Teks Sumber –
===

Mu’tamaroh
Kurnianingsih, S.E
Anggota
Majelis Pembinaan Kader (MPK) Pimpinan Cabang ‘Aisyiyah Blimbing, Sukoharjo
Peran ibu dalam Islam bukan semata sebagai pengasuh
bagi anak-anaknya, tetapi lebih dari itu, ibu memiliki tanggung jawab besar
dalam kaderisasi generasi yang kelak menjadi penerus perjuangan di tengah
masyarakat. Islam memandang perempuan, khususnya ibu, sebagai tiang keluarga
dan generasi. Peran mereka tidak sekadar mengurus rumah tangga, tetapi juga
mendidik generasi yang berlandaskan keimanan dan ketakwaan. Kaderisasi merupakan
upaya mempersiapkan generasi baru dengan karakter yang kuat, keilmuan, dan keterampilan
untuk dapat berperan di tengah masyarakat.
Sebagaimana dinyatakan dalam Al-Qur'an, “Hai
manusia, sesungguhnya Kami menciptakan kamu dari seorang laki-laki dan seorang
perempuan dan menjadikan kamu berbangsa-bangsa dan bersuku-suku supaya kamu
saling kenal-mengenal. Sesungguhnya orang yang paling mulia diantara kamu
disisi Allah ialah orang yang paling taqwa diantara kamu. Sesungguhnya Allah
Maha Mengetahui lagi Maha Mengenal.” (QS. Al-Hujurat [49]: 13). Ayat ini
mengatakan dengan terang bahwa kemuliaan manusia di sisi Allah SWT bukan ditentukan
oleh jenis kelamin atau asal-usulnya, melainkan karena ketakwaannya. Dengan
demikian, laki-laki dan perempuan memiliki kedudukan yang sama.
Contoh yang luar biasa dalam hal ini di antaranya
adalah Ibunda Khadijah binti Khuwailid RA, istri Nabi Muhammad SAW. Ketika
Rasulullah SAW menerima wahyu pertama, Khadijah RA hadir sebagai pendamping yang
menguatkan hati beliau. Menyokong perjuangan Rasulullah SAW tanpa keraguan
sedikitpun, menyumbangkan seluruh hartanya, dan memberikan motivasi pada masa sulit.
Sosok Khadijah RA adalah teladan bagaimana seorang istri berperan dalam
mendukung suaminya dan mempersiapkan generasi yang beriman.

===

Daftar Tugas –
[1] Tentukan apakah pernyataan (a), (b), dan (c) sesuai dengan teks tentang peran ibu dalam Islam. Jawab ya atau tidak untuk tiap pernyataan, lalu kutip kata-kata penentunya dari teks secara persis.
(a) Kemuliaan manusia di sisi Allah SWT ditentukan oleh jenis kelamin.
(b) Khadijah RA menyumbangkan seluruh hartanya.
(c) Kaderisasi adalah upaya mempersiapkan generasi baru.
[2] Lanjutkan teks tentang peran ibu dalam Islam setelah kalimat terakhirnya.

===

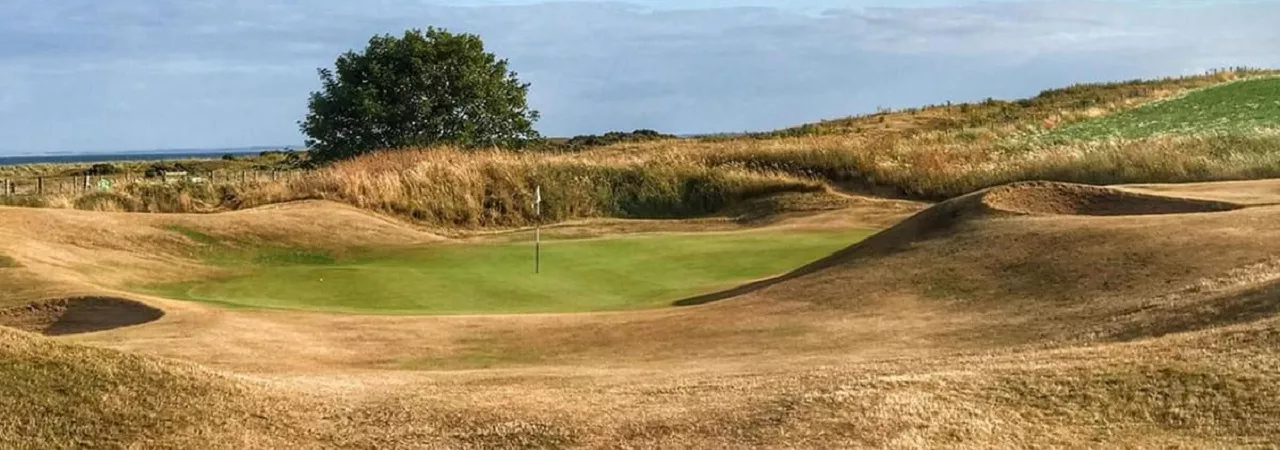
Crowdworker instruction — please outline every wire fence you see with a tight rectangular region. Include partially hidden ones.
[0,170,307,197]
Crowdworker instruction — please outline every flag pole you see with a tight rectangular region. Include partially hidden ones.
[534,185,543,274]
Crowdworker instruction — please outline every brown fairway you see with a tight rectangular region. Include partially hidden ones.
[0,183,1280,449]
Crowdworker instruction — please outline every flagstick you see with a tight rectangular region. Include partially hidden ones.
[534,185,543,274]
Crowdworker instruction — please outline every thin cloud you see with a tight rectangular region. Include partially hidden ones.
[0,0,1280,150]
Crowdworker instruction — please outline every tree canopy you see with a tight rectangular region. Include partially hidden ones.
[300,27,539,162]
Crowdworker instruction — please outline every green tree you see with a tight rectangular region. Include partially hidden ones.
[300,28,539,162]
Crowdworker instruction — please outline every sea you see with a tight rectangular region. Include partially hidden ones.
[0,146,301,166]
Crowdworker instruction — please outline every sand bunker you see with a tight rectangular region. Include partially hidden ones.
[982,182,1240,216]
[0,297,164,336]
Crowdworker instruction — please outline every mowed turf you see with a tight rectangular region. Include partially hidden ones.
[142,230,874,314]
[1048,78,1280,139]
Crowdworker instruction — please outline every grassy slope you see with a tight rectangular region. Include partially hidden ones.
[0,327,296,449]
[1048,78,1280,139]
[10,70,1280,223]
[143,230,872,313]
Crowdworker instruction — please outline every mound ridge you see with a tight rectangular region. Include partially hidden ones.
[0,297,164,336]
[675,182,1244,306]
[837,182,1243,256]
[980,182,1242,216]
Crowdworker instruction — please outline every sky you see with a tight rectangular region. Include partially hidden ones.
[0,0,1280,155]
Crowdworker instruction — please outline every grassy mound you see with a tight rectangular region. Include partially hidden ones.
[1048,77,1280,139]
[0,327,289,449]
[982,183,1239,216]
[142,230,872,313]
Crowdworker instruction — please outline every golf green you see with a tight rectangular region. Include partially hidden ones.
[142,230,874,314]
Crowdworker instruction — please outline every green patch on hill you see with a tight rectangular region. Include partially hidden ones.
[140,230,873,314]
[1047,77,1280,141]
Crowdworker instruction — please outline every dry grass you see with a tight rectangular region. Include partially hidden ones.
[0,184,1280,449]
[0,178,1280,449]
[10,70,1280,229]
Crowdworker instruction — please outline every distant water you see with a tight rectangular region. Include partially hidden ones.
[0,146,292,166]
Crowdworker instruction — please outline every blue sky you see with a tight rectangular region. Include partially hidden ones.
[0,0,1280,155]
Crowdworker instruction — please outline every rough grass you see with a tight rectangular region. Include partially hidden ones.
[0,327,294,449]
[0,70,1280,221]
[142,230,872,314]
[1047,78,1280,139]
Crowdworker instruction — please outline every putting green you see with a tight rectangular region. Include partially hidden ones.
[142,230,874,314]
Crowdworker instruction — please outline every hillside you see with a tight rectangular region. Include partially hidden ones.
[0,182,1280,449]
[0,69,1280,229]
[1048,78,1280,139]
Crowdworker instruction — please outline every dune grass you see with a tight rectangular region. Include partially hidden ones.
[141,230,872,314]
[0,69,1280,221]
[1048,77,1280,139]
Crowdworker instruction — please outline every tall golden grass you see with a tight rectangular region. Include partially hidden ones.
[9,72,1280,228]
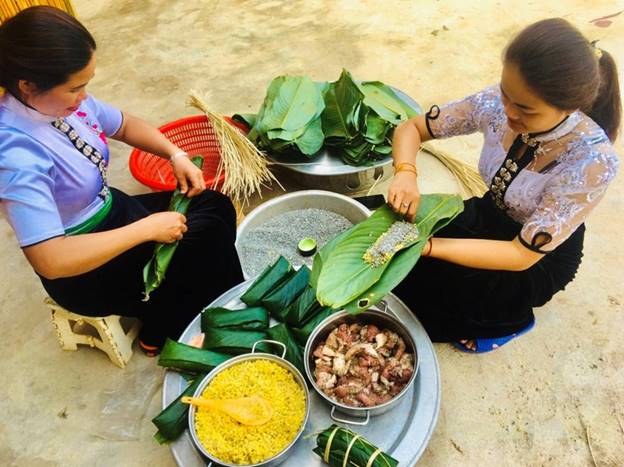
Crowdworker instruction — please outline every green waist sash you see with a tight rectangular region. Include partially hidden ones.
[65,193,113,235]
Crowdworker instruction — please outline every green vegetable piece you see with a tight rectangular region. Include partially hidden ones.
[297,238,316,256]
[268,323,305,374]
[158,339,232,373]
[204,328,269,355]
[152,374,206,444]
[262,265,310,315]
[201,307,269,332]
[143,157,204,301]
[241,256,292,306]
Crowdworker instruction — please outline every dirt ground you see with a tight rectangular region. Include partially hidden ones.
[0,0,624,467]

===

Hasil Latihan –
[1]
(a) Tidak: "kemuliaan manusia di sisi Allah SWT bukan ditentukan oleh jenis kelamin atau asal-usulnya, melainkan karena ketakwaannya"
(b) Ya: "menyumbangkan seluruh hartanya"
(c) Ya: "Kaderisasi merupakan upaya mempersiapkan generasi baru dengan karakter yang kuat, keilmuan, dan keterampilan"

[2]
Di Nusantara kita juga memiliki sosok perempuan yang
inspiratif, di antaranya yaitu Nyai Walidah Dahlan. Sebagai istri pendiri
Muhammadiyah KH. Ahmad Dahlan, Nyai Walidah aktif dalam medan perjuangan dan
jalan dakwah bersama suaminya. Ketika masyarakat menentang pemikiran-pemikiran
visioner KH. Ahmad Dahlan, Nyai Walidah tetap setia mendampingi dan menyokong
perjuangan tersebut. Seperti Khadijah RA yang menjadi ummul mukminin,
ibu bagi kaum beriman, Nyai Walidah tak hanya menjadi ibu bagi anak-anaknya,
tetapi juga bagi masyarakat luas melalui perannya yang besar di ‘Aisyiyah,
organisasi perempuan Muhammadiyah.
Kaderisasi generasi dimulai sejak dini, bahkan dari
dalam kandungan. Dalam Islam, ibu dianjurkan untuk senantiasa berzikir kepada
Allah SWT, membaca Al-Qur’an, dan melakukan amalan baik selama masa kehamilan.
Tindakan ini pasti akan memiliki pengaruh positif pada perkembangan spiritual
dan mental anak yang berada di dalam kandungan ibunya. Setelah lahir, tumbuh
kembang karakter seorang anak sangat dipengaruhi oleh nilai-nilai yang
ditanamkan oleh ibu dan keluarganya sejak kecil. Sebagaimana sabda Rasulullah
SAW, “Setiap bayi yang lahir berada di atas fitrahnya. Lalu ayahnya-lah yang
menjadikan dia Yahudi, Nasrani atau Majusi.” (HR. Al Bukhari)
Ibu adalah sosok yang paling dekat dengan anak-anak,
sehingga memiliki pengaruh yang besar dalam membentuk akhlak mereka. Dalam
hadis, Rasulullah SAW menyebut “Dan perempuan menjadi pemimpin di rumah
suaminya, dia akan dimintai pertanggungjawaban mengenai orang yang diurusnya.”
(HR. Al Bukhari). Hal ini menunjukkan betapa besar peran ibu dalam menyiapkan
generasi dan mendidik anak-anak di dalam rumah. Anak-anak akan banyak belajar
dari ibunya dalam kehidupan sehari-hari.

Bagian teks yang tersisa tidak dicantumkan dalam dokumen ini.